Passage shown START

Didnt read all of your comment, too much of telling what you dont miss. Still sounds fomo / social media-ish to me. Do whatever you like, without having to justify it. That is jomo. Drinking a beer now without having to justify it. Cheers ;-) shite, even telling that feels fomo-ish.


Just speaking my truth. I don't drink or smoke anymore either, don't miss it. Enjoy. ;)

Author states:

"In essence, JOMO is a way to live an intentional life. It’s realising that FOMO is distracting you from your life’s purpose, and that you don’t need more time. You just need to use your time in a way that allows you to act on intent-based ideas, such as creative projects or spending time with the people you care about the most."


Sorry, my comment was not clear. Updated it to clarify i read the article!


Zen is zen. Not-zen is zen.


You typed all that on a flip-phone?


MacBook. just use the flip phone for calls.


Good comment and thanks for the sumup. Not using a basic phone myself, but been thinking about buying one for a while now. Just out of interest (not fomo ;-)) Which one did you choose?


Just started using an old family phone that still works. Brand is 'Alcatel' running on 'KaiOS', don't know the model to be honest. It's not the best on the market I'm sure but it gets the job done and doesn't distract me.


The poem at the bottom is by Leunig, a sydney morning herald comic and one of my favourites for years. My mum sent me this (the cartoon accompanying the poem) a couple of years ago when he published it - hope you enjoy it too

https://www.leunig.com.au/works/recent-cartoons/769-jomo


Leunig has his moments, shsme about his anti-vaccination stance. https://www.theguardian.com/commentisfree/2015/aug/19/i-dont...


I wasn't aware of this - thanks.

[edit] seems like he may have come back a bit?

https://www.abc.net.au/radionational/programs/archived/rnaft...


There can be career FOMO too, spending 20 years developing .NET applications, many of which will now be defunct isn't as fancy sounding as someone who has worked at FAANG, invented GMail then done a startup and then moved on to quantum cryptography.

You know the little bios people do to boast they are a "TED Speaker, this that the other". I dream of making a blog that just says "Proudly lazy person, slightly above median IQ but works just for the money, enjoys lying on a towel in the sun on the patio. You won't catch me running through a marathon finish line".

That would be for satire of course, but there is a grain of truth to it, in that so many people online look like super achievers.


It's easy to go too far in the other direction.


Is it?

There's no obligation to achieve notable things, especially not by anyone else's standards.

The standards are subjective anyway. For example, unlike the person you're responding to, I'm unimpressed if you worked for FAANG--it shows you're a hard worker or at least create that impression, but it also shows your values don't align with mine very well. In fact, if you work for Facebook I'll respect you more if you quit: what Facebook does is bad.

Passage shown END

§ To do:
**1.** In the JOMO thread, copy the text from "You know the" to "anyone else's standards.", replacing "marathon" with "triathlon".
**2.** Answer these questions about the JOMO thread.
(a) What brand is the old family phone one commenter started using?
(b) What does the commenter who uses a flip phone for calls use for typing?
(c) Which newspaper's comic is Leunig described as?

Given information START

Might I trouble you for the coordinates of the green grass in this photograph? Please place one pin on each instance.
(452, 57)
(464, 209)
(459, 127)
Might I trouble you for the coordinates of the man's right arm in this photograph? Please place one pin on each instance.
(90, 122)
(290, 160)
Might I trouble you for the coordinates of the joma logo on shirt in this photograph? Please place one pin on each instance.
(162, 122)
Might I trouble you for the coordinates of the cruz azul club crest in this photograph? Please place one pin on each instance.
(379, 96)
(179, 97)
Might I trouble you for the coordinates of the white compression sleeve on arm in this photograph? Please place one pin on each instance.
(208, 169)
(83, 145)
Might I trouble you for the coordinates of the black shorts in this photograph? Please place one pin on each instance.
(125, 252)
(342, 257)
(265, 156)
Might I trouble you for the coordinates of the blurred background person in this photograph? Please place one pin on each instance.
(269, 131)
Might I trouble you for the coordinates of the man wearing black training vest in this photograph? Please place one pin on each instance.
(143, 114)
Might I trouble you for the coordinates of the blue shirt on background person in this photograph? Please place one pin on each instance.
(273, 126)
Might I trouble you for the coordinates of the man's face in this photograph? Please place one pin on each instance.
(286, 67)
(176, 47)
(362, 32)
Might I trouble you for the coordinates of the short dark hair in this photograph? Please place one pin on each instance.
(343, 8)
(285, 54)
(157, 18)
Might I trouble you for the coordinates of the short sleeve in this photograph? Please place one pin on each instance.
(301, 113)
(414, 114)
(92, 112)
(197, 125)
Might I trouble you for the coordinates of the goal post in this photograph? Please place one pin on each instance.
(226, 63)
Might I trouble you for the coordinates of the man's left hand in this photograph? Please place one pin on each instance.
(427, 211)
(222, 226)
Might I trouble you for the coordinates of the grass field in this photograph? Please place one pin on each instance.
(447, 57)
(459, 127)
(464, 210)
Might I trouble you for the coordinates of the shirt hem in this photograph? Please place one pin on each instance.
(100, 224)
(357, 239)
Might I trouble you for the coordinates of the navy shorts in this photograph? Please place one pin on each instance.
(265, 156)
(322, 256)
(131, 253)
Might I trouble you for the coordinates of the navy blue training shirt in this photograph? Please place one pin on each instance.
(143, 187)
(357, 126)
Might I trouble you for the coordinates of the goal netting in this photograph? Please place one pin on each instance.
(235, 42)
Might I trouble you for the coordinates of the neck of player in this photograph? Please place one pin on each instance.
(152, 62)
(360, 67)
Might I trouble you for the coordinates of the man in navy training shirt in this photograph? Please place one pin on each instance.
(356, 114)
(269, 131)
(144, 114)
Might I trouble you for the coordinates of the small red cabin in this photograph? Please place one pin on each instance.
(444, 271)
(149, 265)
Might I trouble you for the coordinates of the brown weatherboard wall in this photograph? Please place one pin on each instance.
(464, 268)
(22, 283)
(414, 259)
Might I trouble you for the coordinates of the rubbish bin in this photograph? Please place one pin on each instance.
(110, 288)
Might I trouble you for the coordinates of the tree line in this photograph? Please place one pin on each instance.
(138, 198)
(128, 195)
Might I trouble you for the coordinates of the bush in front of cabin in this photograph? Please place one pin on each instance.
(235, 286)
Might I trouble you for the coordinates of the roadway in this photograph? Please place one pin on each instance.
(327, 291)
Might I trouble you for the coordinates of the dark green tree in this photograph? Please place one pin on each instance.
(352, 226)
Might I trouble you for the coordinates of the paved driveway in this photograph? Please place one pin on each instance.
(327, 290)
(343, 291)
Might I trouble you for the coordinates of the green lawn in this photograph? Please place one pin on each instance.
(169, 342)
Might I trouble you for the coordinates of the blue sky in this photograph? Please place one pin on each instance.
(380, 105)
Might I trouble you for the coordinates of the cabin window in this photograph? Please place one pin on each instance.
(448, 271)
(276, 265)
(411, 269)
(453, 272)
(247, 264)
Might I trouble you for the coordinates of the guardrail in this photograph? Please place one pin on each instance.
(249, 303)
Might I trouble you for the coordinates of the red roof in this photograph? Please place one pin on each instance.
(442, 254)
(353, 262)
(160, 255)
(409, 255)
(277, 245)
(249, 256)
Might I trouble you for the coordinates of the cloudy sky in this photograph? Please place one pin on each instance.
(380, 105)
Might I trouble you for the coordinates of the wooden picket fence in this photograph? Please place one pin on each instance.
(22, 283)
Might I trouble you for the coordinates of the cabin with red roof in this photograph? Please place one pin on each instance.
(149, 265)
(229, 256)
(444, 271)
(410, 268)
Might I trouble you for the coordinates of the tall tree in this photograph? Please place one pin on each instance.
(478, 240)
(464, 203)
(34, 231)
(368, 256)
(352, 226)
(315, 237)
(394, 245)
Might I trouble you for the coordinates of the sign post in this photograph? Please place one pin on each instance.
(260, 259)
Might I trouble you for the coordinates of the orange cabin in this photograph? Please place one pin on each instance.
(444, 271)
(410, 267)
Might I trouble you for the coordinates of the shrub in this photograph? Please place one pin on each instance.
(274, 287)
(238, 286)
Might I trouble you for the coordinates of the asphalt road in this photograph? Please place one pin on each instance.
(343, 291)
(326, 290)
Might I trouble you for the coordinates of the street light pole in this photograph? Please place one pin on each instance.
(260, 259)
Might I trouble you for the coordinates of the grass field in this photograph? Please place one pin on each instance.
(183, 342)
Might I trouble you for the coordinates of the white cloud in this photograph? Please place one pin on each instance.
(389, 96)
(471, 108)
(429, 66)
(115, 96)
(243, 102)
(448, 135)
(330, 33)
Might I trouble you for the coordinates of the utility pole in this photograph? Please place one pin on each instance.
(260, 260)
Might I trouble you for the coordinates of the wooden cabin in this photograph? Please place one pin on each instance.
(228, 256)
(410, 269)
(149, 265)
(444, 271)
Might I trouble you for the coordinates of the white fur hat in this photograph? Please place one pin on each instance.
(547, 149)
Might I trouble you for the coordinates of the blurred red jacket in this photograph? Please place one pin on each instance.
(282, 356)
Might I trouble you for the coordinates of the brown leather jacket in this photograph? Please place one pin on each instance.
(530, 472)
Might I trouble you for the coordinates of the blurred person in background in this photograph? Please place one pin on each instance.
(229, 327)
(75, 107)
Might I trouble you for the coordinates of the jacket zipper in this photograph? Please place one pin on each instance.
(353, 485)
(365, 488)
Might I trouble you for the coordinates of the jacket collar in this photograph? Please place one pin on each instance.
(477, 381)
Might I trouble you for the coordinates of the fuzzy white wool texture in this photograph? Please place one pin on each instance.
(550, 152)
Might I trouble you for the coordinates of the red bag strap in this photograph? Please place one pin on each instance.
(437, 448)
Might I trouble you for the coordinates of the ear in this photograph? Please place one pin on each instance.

Given information END

§ Results for each task:
**1.**
You know the little bios people do to boast they are a "TED Speaker, this that the other". I dream of making a blog that just says "Proudly lazy person, slightly above median IQ but works just for the money, enjoys lying on a towel in the sun on the patio. You won't catch me running through a triathlon finish line".

That would be for satire of course, but there is a grain of truth to it, in that so many people online look like super achievers.


It's easy to go too far in the other direction.


Is it?

There's no obligation to achieve notable things, especially not by anyone else's standards.

**2.**
(a) Alcatel
(b) A MacBook
(c) The Sydney Morning Herald